## Given text

>> start

10/24/2009

Season of Creation


Every year beginning in October, my church the Episcopal Church of Sts. Andrew and Matthew in Wilmington DE, celebrates the Season of Creation for seven Sundays. Each week the theme is different, the music is different and the readings are different.

This past Sunday the theme was The Planet Earth and second reading was from the 1854 Treaty Oration of Chief Seattle. The next paragraph is from the Home page of the website devoted to Chief Seattle , www.chiefseattle.com.
Although we call him “Chief” Seattle, there were no hereditary chiefs among the Puget Sound Indians. Strong leaders arose in each village from time to time who, distinguishing themselves by the actions or particular skills, were respected and followed. For instance, there were fishing leaders, peacetime leaders, and leaders in times of crisis. Chief Seattle was one of those. In addition to his leadership skills and his ability to understand what the white settler's intentions were, he was also a noted orator in his native language. At the presentation of the treaty proposals in 1854, Chief Seattle delivered a magnificent speech, which is widely remembered today. It is the speech of a man who has seen his world turned upside down in his own lifetime: as a boy, he had seen Vancouver’s ships, and when he died the treaty protests were still going on.
Here is an excerpt from his oration:

Every part of this earth is sacred to my people.

Every shiny pine needle, every sandy shore, every mist in the dark woods, every meadow, every humming insect

All are holy in the memory and experience of my people.

We know the sap which courses through the trees as we know the blood the courses through our veins. We are a part of the earth and it is part of us.

>> end

## Data excerpts
>> start

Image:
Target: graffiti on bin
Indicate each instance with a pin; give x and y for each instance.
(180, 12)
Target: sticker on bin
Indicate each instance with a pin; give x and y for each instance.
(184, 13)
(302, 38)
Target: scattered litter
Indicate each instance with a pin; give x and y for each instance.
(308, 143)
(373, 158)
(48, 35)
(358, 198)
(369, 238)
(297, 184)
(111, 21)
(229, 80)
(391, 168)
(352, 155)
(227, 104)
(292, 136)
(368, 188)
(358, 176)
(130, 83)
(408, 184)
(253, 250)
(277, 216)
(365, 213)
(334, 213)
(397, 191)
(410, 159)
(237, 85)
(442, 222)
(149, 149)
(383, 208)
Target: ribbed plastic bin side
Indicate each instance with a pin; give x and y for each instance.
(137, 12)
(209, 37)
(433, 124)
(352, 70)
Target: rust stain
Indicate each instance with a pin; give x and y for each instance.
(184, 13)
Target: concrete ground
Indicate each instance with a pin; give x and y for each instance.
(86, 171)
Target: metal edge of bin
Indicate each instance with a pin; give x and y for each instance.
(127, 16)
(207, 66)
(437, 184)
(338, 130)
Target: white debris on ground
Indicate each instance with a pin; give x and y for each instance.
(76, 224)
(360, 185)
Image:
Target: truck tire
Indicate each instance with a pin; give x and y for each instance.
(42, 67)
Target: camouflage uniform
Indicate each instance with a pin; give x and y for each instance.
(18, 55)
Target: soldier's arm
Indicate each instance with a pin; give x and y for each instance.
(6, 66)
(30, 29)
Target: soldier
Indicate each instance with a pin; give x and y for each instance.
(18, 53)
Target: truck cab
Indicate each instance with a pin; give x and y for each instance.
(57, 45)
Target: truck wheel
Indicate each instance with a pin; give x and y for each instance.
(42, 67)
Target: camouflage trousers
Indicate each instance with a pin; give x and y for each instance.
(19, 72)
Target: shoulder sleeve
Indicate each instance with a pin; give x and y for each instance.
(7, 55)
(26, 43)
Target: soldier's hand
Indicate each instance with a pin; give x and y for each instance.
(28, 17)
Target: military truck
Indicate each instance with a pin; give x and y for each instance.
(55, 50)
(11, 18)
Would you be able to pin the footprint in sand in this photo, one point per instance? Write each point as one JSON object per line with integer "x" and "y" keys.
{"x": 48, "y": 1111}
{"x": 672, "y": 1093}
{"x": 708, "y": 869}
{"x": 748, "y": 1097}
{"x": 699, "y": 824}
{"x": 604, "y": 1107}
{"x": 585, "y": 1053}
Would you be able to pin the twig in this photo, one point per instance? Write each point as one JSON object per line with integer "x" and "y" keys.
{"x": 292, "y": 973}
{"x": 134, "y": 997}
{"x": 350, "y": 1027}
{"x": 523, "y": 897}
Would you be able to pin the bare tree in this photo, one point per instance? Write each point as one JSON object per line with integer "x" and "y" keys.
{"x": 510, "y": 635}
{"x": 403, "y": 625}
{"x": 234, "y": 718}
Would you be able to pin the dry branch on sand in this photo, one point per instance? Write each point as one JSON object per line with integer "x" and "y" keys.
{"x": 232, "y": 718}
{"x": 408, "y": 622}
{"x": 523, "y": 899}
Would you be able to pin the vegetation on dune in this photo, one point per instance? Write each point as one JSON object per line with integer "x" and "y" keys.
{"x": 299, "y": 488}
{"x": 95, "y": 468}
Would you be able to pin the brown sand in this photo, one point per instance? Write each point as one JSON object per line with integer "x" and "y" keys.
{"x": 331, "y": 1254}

>> end

## Work to do
1. From the Season of Creation post, write out the part that opens with the words containing "Every year beginning" and closes with "Seattle , www.chiefseattle.com.".
2. According to the Season of Creation post, for how many Sundays does the church celebrate the Season of Creation?
3. Carry on the Season of Creation post from the end of its last sentence.
The items are not relevant here.

## Task-by-task results
1.
Every year beginning in October, my church the Episcopal Church of Sts. Andrew and Matthew in Wilmington DE, celebrates the Season of Creation for seven Sundays. Each week the theme is different, the music is different and the readings are different.

This past Sunday the theme was The Planet Earth and second reading was from the 1854 Treaty Oration of Chief Seattle. The next paragraph is from the Home page of the website devoted to Chief Seattle , www.chiefseattle.com.

2. Seven Sundays.

3.
The perfumed flowers are our sisters. The bear, the deer, the great eagle, these are our brothers.

The rocky crests, the juices in the meadow, the body heat of the pony, and humanity, all belong to the same family.

The rivers are our brothers. They quench our thirst. They carry our canoes and feed our children.
So you must give to the rivers the kindness you would give to any brother.

The air is very precious to us, the air shares its spirit with all the life it supports. The wind that gave our grandfather his firs breath, also receives his last sigh. The wind also gives our children the spirit of life.

Will you teach your children what we have taught our children?

That the earth is our mother?

The earth does not belong to man, man belongs to the earth
.

All things are connected like the blood that unites us all.

Man did not weave the web of life, he is merely a strand in it.

Whatever he does to the web, he does to himself.

We ended with this prayer.

O Loving Creator, you have nourished us from the grain and from the vine, the bread and cup of Christ: Now send us forth prompted by your Spirit to listen for the Earth's many cries for justice, and to stand with you in the world as instruments for the healing of our planet: we pray in Christ's most sacred name.

Amen.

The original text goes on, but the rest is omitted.